**Selected extract**
:::::

Exam time is hellacious. You need to be able to study hard, long, and effectively. How can you stay awake and keep your brain working, especially with several exams ahead of you?
In a previous article, we discussed the paradoxical fact that in order to be able to stay up, you need to have had some good sound sleep in the days leading up to your study sessions.
Here, we will discuss some other ways to keep your eyes open and your brain in gear during study time.
The effect of food on wakefulness is under constant study in mainstream and alternative medicine. We have known for over a decade that the cafeteria-style diet induces sleep (and, by the way, over-eating – how discouraging!).
The take-away lesson (no pun intended) is that when you are trying to feed yourself for a long night of studying, steer clear of the usual cafeteria mystery meat patties, white flour buns and pizza, and fried everything.
If this is the case, it might be best to stock up on alternatives in your dorm refrigerator. But what should you choose to put in your sleepy mouth and how?
Vegans swear by their approach to eating. This means avoiding foods with animal sources. Alternatively, those who shape their diet according to the alkaline- , or acid-forming, tendencies of specific foods recommend alkaline-forming items to boost energy. These foods largely include the fruits and vegetables.

:::::

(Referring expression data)
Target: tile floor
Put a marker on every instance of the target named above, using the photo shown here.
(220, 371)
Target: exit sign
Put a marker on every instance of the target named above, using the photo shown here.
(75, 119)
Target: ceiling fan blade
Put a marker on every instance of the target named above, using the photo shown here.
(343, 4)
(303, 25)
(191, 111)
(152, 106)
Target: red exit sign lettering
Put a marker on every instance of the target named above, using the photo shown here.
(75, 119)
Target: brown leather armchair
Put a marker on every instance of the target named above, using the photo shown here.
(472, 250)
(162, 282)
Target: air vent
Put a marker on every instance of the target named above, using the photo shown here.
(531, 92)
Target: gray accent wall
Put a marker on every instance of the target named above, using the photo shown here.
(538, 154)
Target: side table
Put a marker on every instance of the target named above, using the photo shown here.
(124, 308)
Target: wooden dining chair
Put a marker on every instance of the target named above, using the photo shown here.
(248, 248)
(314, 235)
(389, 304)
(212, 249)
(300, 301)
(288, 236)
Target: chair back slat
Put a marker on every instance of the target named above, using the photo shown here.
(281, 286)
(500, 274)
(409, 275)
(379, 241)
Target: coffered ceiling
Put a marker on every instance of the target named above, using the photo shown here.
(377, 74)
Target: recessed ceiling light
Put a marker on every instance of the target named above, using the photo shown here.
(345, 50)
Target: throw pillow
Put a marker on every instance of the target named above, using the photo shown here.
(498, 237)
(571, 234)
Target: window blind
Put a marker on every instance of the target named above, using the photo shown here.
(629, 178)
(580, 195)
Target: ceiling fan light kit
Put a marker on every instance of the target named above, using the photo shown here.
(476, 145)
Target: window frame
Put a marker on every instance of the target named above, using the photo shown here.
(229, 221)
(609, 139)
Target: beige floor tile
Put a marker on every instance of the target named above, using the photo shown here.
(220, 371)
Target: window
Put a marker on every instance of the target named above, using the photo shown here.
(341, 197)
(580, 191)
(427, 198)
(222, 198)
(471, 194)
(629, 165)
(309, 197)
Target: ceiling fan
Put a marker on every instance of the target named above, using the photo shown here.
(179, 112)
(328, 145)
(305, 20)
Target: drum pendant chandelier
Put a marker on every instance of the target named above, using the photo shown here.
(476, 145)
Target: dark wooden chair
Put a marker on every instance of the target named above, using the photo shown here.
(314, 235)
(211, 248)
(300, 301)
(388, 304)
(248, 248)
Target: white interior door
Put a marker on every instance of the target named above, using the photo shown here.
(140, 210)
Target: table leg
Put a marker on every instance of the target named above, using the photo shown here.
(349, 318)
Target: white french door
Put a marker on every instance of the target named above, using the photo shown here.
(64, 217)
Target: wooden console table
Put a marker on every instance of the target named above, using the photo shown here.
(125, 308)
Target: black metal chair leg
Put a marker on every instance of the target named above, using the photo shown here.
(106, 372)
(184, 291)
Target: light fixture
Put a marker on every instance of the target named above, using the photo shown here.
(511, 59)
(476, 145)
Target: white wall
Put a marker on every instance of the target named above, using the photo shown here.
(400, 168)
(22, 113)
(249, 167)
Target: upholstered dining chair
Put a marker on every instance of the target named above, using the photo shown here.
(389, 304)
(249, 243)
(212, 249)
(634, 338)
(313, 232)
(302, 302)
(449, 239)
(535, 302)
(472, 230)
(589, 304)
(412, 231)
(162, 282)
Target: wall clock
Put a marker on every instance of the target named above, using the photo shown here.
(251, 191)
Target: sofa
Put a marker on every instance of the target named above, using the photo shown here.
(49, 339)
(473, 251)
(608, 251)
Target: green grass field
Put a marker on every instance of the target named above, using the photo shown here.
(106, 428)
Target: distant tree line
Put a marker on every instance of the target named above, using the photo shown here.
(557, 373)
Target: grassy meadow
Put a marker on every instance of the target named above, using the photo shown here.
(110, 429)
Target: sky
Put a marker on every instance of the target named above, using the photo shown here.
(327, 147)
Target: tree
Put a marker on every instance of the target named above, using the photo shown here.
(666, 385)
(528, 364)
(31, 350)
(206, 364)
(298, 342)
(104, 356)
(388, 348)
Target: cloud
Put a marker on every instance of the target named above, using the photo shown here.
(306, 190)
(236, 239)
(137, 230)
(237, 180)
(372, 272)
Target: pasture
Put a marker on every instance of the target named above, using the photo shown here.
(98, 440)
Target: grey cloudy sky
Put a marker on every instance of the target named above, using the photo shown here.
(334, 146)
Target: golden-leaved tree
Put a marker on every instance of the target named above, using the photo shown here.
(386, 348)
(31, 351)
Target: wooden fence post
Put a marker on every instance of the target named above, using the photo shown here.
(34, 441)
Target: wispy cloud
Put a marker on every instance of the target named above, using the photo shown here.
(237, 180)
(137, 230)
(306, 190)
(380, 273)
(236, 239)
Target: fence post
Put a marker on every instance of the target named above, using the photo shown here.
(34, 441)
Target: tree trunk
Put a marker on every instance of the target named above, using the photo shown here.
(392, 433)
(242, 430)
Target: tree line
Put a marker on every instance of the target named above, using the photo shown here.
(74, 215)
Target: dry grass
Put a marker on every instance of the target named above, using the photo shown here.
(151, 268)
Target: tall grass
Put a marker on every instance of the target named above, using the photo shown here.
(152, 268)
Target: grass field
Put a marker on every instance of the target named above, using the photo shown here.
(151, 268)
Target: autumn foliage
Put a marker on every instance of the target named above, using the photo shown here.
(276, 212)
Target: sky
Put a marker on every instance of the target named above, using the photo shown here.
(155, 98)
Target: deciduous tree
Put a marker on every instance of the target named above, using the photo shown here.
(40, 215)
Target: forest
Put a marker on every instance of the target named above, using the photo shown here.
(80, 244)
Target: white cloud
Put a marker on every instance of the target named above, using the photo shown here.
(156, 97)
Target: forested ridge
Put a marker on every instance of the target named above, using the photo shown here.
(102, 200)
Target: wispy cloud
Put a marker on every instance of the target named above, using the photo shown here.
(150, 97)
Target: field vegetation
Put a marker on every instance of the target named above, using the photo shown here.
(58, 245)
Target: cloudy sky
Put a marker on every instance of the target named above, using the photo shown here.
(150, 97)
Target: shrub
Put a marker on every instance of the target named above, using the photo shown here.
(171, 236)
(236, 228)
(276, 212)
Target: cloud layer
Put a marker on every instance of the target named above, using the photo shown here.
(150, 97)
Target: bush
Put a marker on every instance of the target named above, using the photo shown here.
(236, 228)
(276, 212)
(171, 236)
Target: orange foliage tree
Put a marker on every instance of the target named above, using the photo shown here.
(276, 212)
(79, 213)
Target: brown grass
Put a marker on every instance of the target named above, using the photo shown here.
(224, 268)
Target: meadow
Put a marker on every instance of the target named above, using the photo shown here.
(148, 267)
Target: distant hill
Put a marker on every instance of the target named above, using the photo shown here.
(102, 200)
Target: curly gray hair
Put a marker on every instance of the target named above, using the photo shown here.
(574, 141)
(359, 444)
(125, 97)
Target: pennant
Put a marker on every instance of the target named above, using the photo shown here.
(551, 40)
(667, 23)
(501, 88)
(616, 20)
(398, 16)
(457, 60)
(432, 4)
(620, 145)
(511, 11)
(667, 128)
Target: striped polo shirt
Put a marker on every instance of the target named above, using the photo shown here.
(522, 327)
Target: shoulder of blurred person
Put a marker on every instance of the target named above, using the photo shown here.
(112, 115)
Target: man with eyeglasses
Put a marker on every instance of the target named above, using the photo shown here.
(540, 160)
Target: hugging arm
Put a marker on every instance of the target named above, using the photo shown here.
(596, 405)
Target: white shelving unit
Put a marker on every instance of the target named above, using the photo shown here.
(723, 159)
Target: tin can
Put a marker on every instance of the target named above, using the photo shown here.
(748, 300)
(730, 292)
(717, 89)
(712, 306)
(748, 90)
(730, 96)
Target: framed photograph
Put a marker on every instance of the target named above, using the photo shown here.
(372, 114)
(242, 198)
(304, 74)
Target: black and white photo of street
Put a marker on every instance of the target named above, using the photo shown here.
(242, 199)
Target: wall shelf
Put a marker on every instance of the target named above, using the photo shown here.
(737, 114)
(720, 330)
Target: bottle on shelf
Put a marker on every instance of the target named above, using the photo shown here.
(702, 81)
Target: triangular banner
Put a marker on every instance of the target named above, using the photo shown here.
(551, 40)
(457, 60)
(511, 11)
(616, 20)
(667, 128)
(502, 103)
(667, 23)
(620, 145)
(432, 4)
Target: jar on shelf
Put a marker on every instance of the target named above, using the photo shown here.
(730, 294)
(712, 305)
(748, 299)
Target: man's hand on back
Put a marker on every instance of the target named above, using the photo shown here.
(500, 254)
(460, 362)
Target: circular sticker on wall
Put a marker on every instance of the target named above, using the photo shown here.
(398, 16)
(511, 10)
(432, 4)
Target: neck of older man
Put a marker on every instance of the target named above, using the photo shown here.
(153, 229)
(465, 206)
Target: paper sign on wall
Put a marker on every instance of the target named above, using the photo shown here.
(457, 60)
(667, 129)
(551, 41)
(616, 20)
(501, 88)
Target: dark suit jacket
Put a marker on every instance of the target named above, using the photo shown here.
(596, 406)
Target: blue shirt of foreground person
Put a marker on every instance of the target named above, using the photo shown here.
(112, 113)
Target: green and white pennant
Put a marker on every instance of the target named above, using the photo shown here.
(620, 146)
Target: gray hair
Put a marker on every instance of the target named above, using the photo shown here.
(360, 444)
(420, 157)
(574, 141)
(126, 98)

:::::

Summarize the text on staying awake during exam study in two sentences.

**Answer box**
Staying awake and keeping the brain working through long exam study sessions calls for good sleep in the preceding days, along with other measures such as attention to diet. Because cafeteria-style food induces sleep, students should avoid it and stock alternatives in their dorm refrigerators, such as foods from a vegan approach or the fruits and vegetables recommended as alkaline-forming to boost energy.